■ **Excerpt to read**
================
Open jsanda opened 2 years ago
I was brainstorming with @emerkle826 about this. I think he is going to work on a small POC.
This is an interesting idea. What is our policy on separating the control and data planes? This piece of work seems to redraw the line on that separation in a different place to where Kubernetes generally draws it.
The interface boundary in Kubernetes is mostly around POSIX signals, the command
and args
fields in the container spec, environment variables, and the filesystem (on the command side), and whether the application is running (on the query side). In general, that's sufficient for the application to signal to the controller whether it is up, and for the controller to configure the application and signal desired state changes to the application.
This ticket seems to provide a lot more information to the controller about application state. We already have a lot of fuzziness between data and control plane in the k8ssandra ecosystem (which might be absolutely fine). But have we ever asked where we want this interface to be drawn?
Is the intention of this line of work to surface Cassandra "events" as Kubernetes events? In which case, have we considered the additional load this places on the API server in larger clusters and whether that provides advantages over a more purely data-plane oriented repair approach?
Conversely, would it make more sense for this functionality to live in Reaper given it is repair oriented and Reaper naturally speaks JMX? Are there any advantages in involving Kubernetes in this sort of repair process?
The motivation for this is to deal with corrupt commit log segments and corrupt SSTables. I am not sure if that information is available through JMX, but I don't think it is.
Can you elaborate on what you mean by a data-plane oriented approach? That's not clear to me as the remediation steps would likely involve orchestration from one or more controllers.
What is being described would have little to no load on the API server. The management-api agent would be sending event notifications to interested parties. The API server doesn't come into play there.
Can you elaborate on what you mean by a data-plane oriented approach? That's not clear to me as the remediation steps would likely involve orchestration from one or more controllers.
I think we need to be precise about what we mean by controller. Reaper orchestrates distributed repairs but isn't a Kubernetes controller in any sense. You might say that it is an application controller or a data-plane controller, but it doesn't interact with the k8s API in any way.
My line of thought is that a Kubernetes controller works against a fairly limited API which really revolves around CRs on the input and CRI, CSI, CNI as outputs. The proposal here appears to be to have some inputs from Cassandra logging and outputs via JMX, nodetool, or REST to the management API.
My question is whether this set of inputs and outputs belongs in a Kubernetes controller or whether it belongs in Reaper (or a new Java application). One reason that this functionality might belong in the controller is if it needs to be exposed in the CR. Are there any changes to the K8ssandraCluster CR implied by this repair work? I don't think there would be any interaction with the CRI, CSI or CNI here, is that correct?
In the case of a corrupt SSTable I believe the remediation steps are:
With that in mind let me answer the questions.
My question is whether this set of inputs and outputs belongs in a Kubernetes controller or whether it belongs in Reaper (or a new Java application)
Unless Reaper or a new Java application would interact with the API server, then no the inputs and outputs do not belong in them since taking the node offline and doing the node replacement would be doing through calls to the API server.
One reason that this functionality might belong in the controller is if it needs to be exposed in the CR. Are there any changes to the K8ssandraCluster CR implied by this repair work?
================
[Stored items]
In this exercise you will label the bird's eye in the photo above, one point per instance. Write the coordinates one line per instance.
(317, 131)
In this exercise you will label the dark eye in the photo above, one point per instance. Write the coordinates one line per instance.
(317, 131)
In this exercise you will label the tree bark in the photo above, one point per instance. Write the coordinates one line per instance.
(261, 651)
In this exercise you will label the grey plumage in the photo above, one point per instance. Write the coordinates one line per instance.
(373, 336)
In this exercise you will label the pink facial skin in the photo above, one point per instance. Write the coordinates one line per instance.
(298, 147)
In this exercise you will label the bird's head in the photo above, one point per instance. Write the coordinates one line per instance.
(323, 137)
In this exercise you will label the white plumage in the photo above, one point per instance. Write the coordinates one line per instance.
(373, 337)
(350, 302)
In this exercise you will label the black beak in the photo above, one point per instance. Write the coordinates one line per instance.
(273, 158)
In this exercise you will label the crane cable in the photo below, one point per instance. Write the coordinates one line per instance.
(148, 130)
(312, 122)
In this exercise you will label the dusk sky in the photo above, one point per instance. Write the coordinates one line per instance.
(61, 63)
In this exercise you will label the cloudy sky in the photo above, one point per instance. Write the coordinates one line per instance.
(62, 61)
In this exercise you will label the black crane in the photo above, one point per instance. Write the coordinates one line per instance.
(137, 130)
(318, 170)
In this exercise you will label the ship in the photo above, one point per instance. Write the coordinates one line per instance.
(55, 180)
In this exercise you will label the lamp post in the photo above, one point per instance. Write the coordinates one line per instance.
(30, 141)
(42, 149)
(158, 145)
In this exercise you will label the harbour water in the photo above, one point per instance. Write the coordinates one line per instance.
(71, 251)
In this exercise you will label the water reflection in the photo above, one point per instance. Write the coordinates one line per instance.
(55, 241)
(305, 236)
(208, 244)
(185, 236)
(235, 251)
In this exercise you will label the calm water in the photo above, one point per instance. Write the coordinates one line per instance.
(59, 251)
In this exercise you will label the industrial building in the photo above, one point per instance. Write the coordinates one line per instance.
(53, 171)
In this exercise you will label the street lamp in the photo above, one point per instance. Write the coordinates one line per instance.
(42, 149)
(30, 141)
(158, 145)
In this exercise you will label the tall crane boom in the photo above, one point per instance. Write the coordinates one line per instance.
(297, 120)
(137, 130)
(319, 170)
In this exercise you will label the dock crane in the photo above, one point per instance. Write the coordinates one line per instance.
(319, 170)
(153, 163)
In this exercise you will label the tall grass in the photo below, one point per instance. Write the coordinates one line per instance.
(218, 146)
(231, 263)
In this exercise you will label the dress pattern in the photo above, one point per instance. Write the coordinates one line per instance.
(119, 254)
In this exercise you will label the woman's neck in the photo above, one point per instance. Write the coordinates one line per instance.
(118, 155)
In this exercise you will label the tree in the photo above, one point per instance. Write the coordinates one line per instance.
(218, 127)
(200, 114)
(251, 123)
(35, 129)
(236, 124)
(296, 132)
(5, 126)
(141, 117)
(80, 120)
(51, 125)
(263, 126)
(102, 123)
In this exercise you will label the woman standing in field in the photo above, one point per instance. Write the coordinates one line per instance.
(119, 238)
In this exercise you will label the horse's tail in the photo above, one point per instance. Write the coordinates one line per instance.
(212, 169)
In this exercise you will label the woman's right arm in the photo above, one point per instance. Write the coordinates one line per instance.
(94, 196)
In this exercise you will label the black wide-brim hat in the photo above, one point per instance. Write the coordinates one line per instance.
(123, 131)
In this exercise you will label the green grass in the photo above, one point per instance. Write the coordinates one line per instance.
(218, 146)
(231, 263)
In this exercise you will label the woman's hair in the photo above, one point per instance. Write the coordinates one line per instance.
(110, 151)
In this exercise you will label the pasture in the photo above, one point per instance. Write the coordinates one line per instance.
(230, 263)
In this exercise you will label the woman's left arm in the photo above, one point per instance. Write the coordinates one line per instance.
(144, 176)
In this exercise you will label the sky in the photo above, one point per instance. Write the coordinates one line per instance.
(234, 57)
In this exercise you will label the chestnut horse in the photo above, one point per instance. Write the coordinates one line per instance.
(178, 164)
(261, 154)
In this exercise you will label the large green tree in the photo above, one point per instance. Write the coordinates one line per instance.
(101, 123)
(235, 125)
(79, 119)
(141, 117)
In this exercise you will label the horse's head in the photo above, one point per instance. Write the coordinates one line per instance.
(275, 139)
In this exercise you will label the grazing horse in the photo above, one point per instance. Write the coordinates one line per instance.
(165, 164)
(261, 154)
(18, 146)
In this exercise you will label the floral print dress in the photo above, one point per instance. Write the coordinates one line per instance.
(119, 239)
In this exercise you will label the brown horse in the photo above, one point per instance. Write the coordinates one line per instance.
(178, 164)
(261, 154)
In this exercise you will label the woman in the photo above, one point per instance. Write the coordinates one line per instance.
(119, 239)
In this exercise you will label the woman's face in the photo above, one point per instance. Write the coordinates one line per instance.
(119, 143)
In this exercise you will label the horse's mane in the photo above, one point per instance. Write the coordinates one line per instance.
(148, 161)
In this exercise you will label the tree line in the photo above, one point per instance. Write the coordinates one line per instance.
================
■ **Problems to work on**
A - In the Cassandra repair thread, what does the interface boundary in Kubernetes mostly revolve around? List each item.
B - Carry the Cassandra repair thread forward from its last line with the reply that follows.

■ **Per-task answers**
A -
- POSIX signals
- the command and args fields in the container spec
- environment variables
- the filesystem
- whether the application is running

B -
I don't foresee any API changes needed in either the CasandraDatacenter or K8ssandraCluster CRDs; however, I think it is worth exploring adding a new status condition that the operation and/or creating k8s events when the operator gets notification of a corrupt SSTable.
I don't think there would be any interaction with the CRI, CSI or CNI here, is that correct?
Correct. The functionality I am proposing would be entirely agnostic of Kubernetes.
John and I spoke offline, it looks like due to the presence of a PVC deletion call in the node replacement logic, there is no way to separate it from the Kubernetes PersistentVolumeClaim
API. As a result, Reaper would not be a suitable place for this logic to sit.
@emerkle826 I'd be interested in helping with the prototype if you want me to.
We can use a logging Appender, possibly a custom one, that can forward events to interested parties.
So the "events" we want to emit are actually log messages emitted by Cassandra, correct? I was thinking initially that we would be talking about controller events. It would be good to clarify this. Or is the expectation that we are going to somehow convert Cassandra log events into cass-operator controller events?
The management-api server would have to be configured with a set of endpoints that should receive event notifications. For cass-operator/k8ssandra deployments, cass-operator would provide the endpoint maybe either as an env var or as a JVM system property. We would want a k8s service in front of cass-operator and pass that to the managment-api server.
I am not fully understanding the design. 2 probably dumb questions:
@adutra I will take thee help if you want as I'm still not quite clear on the specific here.
So the "events" we want to emit are actually log messages emitted by Cassandra, correct? I was thinking initially that we would be talking about controller events. It would be good to clarify this. Or is the expectation that we are going to somehow convert Cassandra log events into cass-operator controller events?
The POC design is really just to see about getting specific Cassandra logs and/or Exceptions out to something (cass-operator likely) so that the something can take action. Initially, it will just be the logs and exceptions associated with corrupt SSTables I believe.
- What would mgmt-api do with the received events? Store them? Or send them to cass-operator (but how)?
The idea is that Management API could use a Logback SocketAppender to ship the desired logs to a remote socket. The problem with this I have found is that the SocketAppender is just going to serialize the Log event objects and send them to the remote socket. That would mean the remote end (presumably cass-operator) would have to be able to deserialize them. That's not a terrible idea if cass-operator were a Java application, but it's not so I don't think it's going to be a good solution here.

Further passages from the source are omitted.